>> START Source document
As Natasha Brunstein and I explain elsewhere, although the Supreme Court referenced economic and political significance in the prelude to its legal analysis, when it actually determined whether the CPP triggered the doctrine, it did not rest on some amorphous assertion of economic and political significance.[xxiv] Nor did the Supreme Court march through a list of significance factors—like the amount of money involved, overall economic impact, number of persons affected, or degree of public attention.[xxv] The Supreme Court instead explained that “this is a major questions case” because “EPA ‘claim[ed] to discover in a long-extant statute an unheralded power’ representing a ‘transformative expansion in [its] regulatory authority.’”[xxvi] The rest of the Supreme Court’s legal analysis of the triggers for the doctrine then tracked these two considerations, examining (1) whether the CPP was “unheralded,” i.e., “unprecedented,” and (2) whether it represented a “transformative” change in EPA’s authority.[xxvii]
That the Supreme Court did not march through a multi-factor list of indicators of economic and political significance is, for lack of a better word, significant. Several parties used a multi-factor test of economic and political significance in their briefs.[xxviii] The Supreme Court did not. And there are good reasons for that seemingly deliberate choice. Any test that relies on malleable indicators of significance amounts to little more than you “know it when you see it.”[xxix] Such a test would also call for a political judgment rather than a judicial one.[xxx] And far from cabining the doctrine to extraordinary cases, a test turning on things like the amount of money involved or number of persons affected would sweep in hundreds of agency actions a year (if not more).
>> END Source document
Jobs
1. Decide whether each statement agrees with the passage on the major questions doctrine. Answer yes or no, and quote the words of the passage that settle it.
(a) The Supreme Court applied a list of significance factors, such as the amount of money involved, to decide whether the doctrine was triggered.
(b) Several parties relied on a multi-factor test of economic and political significance in their briefs.
(c) The author argues that a test based on the amount of money involved would limit the doctrine to extraordinary cases.
2. In the passage on the major questions doctrine, what kind of judgment does the author say a test relying on malleable indicators of significance would call for?
3. Continue the passage on the major questions doctrine from the point where it stops, keeping the author's argument and tone.
>> START Record excerpts
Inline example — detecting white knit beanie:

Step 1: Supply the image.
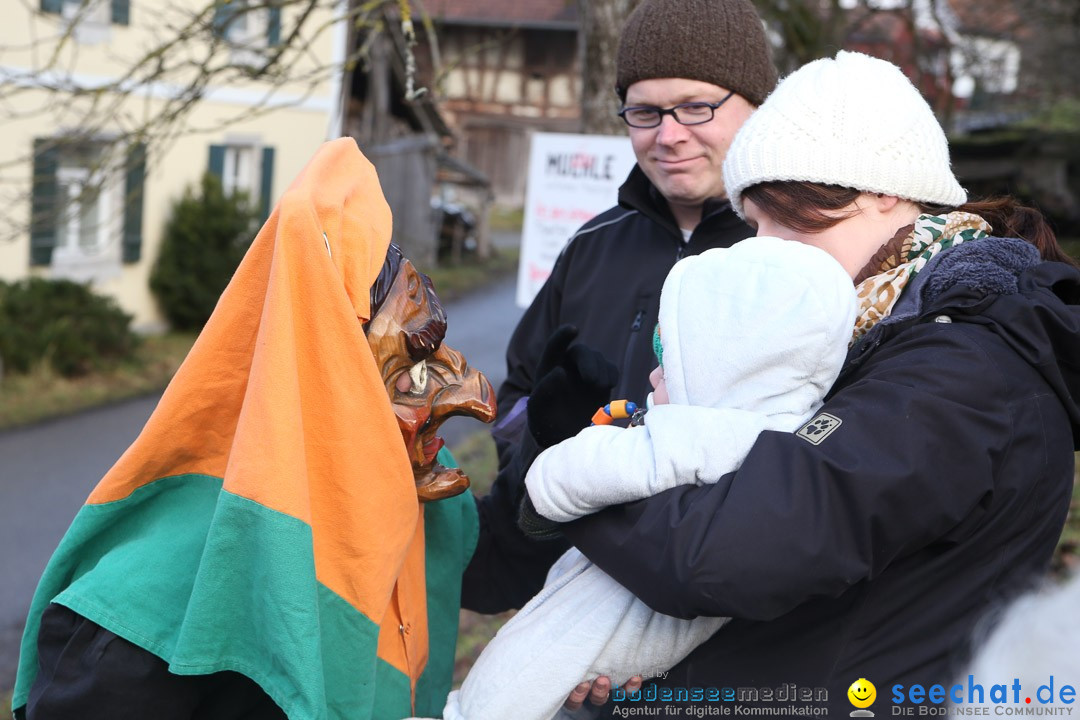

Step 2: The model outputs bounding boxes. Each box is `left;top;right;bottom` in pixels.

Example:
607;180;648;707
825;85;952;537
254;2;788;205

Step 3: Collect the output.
724;51;968;217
>> END Record excerpts
Outputs in order
1.
(a) No: "Nor did the Supreme Court march through a list of significance factors—like the amount of money involved, overall economic impact, number of persons affected, or degree of public attention."
(b) Yes: "Several parties used a multi-factor test of economic and political significance in their briefs."
(c) No: "far from cabining the doctrine to extraordinary cases, a test turning on things like the amount of money involved or number of persons affected would sweep in hundreds of agency actions a year (if not more)."

2. A political judgment rather than a judicial one.

3.
The broad reach of an amorphous test centered on economic and political significance would arguably capture many FERC actions, including its Transmission Rulemaking, which will have widespread impact on utilities, households, and others in between. As Reiter aptly observed, that is inherent in nearly any generally applicable regulation of the energy sector.[xxxi] (Though that is not necessarily true of the Draft Policy Statements: They merely provide guidance on FERC’s case-by-case considerations when deciding whether individual pipeline applications satisfy the “public convenience and necessity” standard,[xxxii] and it is unclear whether the number of pipelines approved or disapproved under that guidance will be meaningfully different than before.) But West Virginia’s two-prong framework should have more limited application than the type of amorphous test of economic and political significance advanced in the West Virginia briefing and implicitly rejected by the Supreme Court.
For example, FERC’s Transmission Rulemaking should not trigger the major questions doctrine under West Virginia’s two-prong analysis because it is neither unprecedented nor transformative.[xxxiii] Most notably, in Order No. 1000, FERC regulated regional transmission planning and cost allocation in response to similar concerns raised in the Transmission Rulemaking about the evolving generation mix.[xxxiv] FERC can thus readily point to a past analogous exercise of authority. The D.C. Circuit upheld Order No. 1000, explaining that FERC’s “recognizing that state and federal policies might affect the transmission market and direct[ing] transmission providers to consider that impact in their planning decisions . . . fits comfortably within [its] authority.”[xxxv] That reasoning alone also demonstrates that FERC’s Transmission Rulemaking does not represent a transformative change in its authority.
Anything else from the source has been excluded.